Contour labeling items:
- - - - -
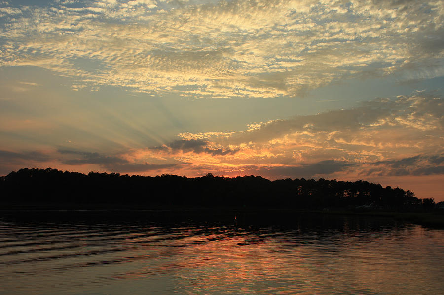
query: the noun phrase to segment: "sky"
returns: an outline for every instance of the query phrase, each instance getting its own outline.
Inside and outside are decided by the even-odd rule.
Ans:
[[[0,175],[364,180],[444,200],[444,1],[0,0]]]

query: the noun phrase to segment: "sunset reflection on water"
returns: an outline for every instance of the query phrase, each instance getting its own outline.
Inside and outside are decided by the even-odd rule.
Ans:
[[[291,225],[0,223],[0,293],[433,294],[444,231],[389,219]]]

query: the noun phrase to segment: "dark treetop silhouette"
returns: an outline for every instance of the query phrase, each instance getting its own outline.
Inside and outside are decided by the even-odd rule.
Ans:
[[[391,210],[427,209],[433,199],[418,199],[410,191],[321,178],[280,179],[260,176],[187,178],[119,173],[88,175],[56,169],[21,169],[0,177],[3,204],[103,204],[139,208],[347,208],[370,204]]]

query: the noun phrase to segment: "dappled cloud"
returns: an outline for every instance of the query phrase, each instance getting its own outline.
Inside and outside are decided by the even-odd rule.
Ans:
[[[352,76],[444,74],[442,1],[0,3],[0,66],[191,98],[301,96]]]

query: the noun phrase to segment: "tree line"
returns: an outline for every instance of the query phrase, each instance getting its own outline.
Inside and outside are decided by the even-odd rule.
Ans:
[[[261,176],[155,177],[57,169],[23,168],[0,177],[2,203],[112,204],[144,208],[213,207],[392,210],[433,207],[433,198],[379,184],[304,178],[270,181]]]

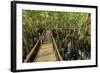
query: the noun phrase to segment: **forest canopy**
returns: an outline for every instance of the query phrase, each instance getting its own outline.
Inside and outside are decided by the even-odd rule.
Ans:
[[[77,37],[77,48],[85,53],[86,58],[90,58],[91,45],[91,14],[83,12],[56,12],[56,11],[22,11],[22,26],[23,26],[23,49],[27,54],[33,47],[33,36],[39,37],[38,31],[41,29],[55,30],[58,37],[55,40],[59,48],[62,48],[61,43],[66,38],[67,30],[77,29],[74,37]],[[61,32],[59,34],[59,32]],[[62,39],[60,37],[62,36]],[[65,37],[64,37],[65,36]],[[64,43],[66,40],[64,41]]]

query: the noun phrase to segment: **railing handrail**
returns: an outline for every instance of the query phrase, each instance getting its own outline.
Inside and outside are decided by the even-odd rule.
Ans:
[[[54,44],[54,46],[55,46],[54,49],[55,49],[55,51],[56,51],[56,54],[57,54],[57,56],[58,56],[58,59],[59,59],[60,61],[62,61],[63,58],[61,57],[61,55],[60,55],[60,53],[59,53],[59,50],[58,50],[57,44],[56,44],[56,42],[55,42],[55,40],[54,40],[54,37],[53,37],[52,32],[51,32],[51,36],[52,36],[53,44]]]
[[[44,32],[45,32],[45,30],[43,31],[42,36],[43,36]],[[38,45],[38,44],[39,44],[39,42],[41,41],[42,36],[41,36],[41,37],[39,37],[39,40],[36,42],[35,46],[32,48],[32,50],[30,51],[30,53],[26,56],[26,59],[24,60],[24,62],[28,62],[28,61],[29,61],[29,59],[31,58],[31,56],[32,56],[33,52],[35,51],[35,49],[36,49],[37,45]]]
- - - - -
● Problem to solve
Reproduce all of the lines above exactly as they appear, leaving out the pictures.

● Completed task
query: the noun phrase to segment: "sky"
returns: an outline for every instance of the query phrase, each instance getting its own outline.
Inside and outside are decided by the even-odd rule.
Ans:
[[[0,175],[364,180],[444,200],[444,1],[0,0]]]

query: the noun phrase to segment: "sunset reflection on water"
returns: an outline for every instance of the query phrase, each instance getting its own outline.
Inside and outside are decided by the even-odd rule.
Ans:
[[[291,225],[0,223],[0,293],[433,294],[444,231],[389,219]]]

query: the noun phrase to segment: "dark treetop silhouette"
returns: an outline for every instance of the query phrase, each instance getting its own outline.
Inside and outside are decided by the even-odd rule.
Ans:
[[[391,210],[427,209],[433,199],[418,199],[410,191],[321,178],[280,179],[260,176],[187,178],[119,173],[88,175],[56,169],[21,169],[0,177],[3,204],[103,204],[139,208],[347,208],[370,204]]]

query: the noun phrase to segment: "dappled cloud"
returns: an outline for every instance of the query phrase, each instance getting its own outline.
Inside and outside are decided by the even-odd rule.
Ans:
[[[352,76],[444,74],[442,1],[0,3],[0,66],[191,98],[301,96]]]

query: the noun phrase to segment: "tree line"
returns: an outline for every instance of the query phrase, each instance getting its own outline.
Inside and outside are decided by the even-odd rule.
Ans:
[[[261,176],[155,177],[57,169],[23,168],[0,177],[2,203],[112,204],[144,208],[213,207],[392,210],[433,207],[433,198],[379,184],[304,178],[270,181]]]

query: the noun phrase to segment: **forest canopy**
returns: an outline for every instance of the query phrase, each instance getting its own outline.
Inside and outside are decided by the even-odd rule.
Ans:
[[[77,37],[77,48],[85,53],[86,58],[90,58],[91,45],[91,14],[83,12],[56,12],[56,11],[22,11],[22,26],[23,26],[23,49],[27,54],[33,47],[33,36],[39,37],[38,31],[41,29],[55,30],[58,37],[55,40],[59,48],[62,48],[61,43],[66,38],[67,30],[77,29],[74,37]],[[61,32],[59,34],[59,32]],[[62,39],[60,37],[62,36]],[[65,37],[64,37],[65,36]],[[64,43],[66,40],[64,41]]]

query: the noun phrase to segment: **railing handrail**
returns: an outline for every instance of the query phrase, each instance getting its own outline.
Inside and outside are decided by the even-odd rule.
Ans:
[[[54,44],[54,46],[55,46],[54,49],[55,49],[55,51],[56,51],[56,54],[57,54],[57,56],[58,56],[58,59],[59,59],[60,61],[62,61],[63,58],[61,57],[61,55],[60,55],[60,53],[59,53],[59,50],[58,50],[57,44],[56,44],[56,42],[55,42],[55,40],[54,40],[54,37],[53,37],[52,32],[51,32],[51,36],[52,36],[53,44]]]
[[[44,32],[45,32],[45,30],[43,31],[42,36],[43,36]],[[38,45],[38,44],[39,44],[39,42],[41,41],[42,36],[41,36],[41,37],[39,37],[39,40],[36,42],[35,46],[32,48],[32,50],[30,51],[30,53],[26,56],[26,59],[24,60],[24,62],[28,62],[28,61],[29,61],[29,59],[31,58],[31,56],[32,56],[33,52],[35,51],[35,49],[36,49],[37,45]]]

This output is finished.